**Exercise description:**
An exact copy of the records below is required, and it must contain no pictures.

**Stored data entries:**
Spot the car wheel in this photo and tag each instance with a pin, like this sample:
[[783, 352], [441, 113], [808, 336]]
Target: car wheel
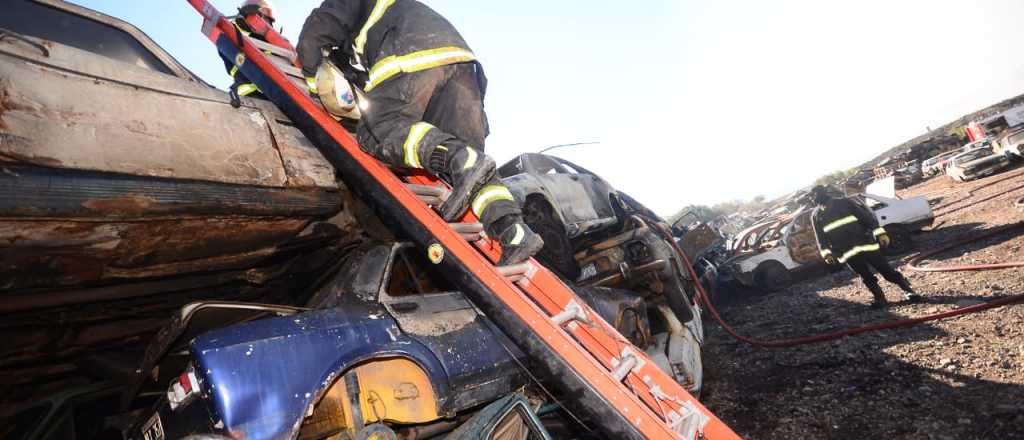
[[900, 239], [771, 276], [557, 251]]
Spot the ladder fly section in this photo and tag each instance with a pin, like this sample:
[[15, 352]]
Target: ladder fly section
[[599, 372]]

**Response area:**
Spot the car wheel in this photo and tag each instance with a pin, like this sample:
[[783, 352], [441, 113], [808, 336]]
Target: car wheel
[[900, 239], [771, 276], [557, 251]]
Spot the ladder fly section in this photo and tag each instance with a pin, like this sample:
[[15, 352]]
Target: ladder fly section
[[599, 372]]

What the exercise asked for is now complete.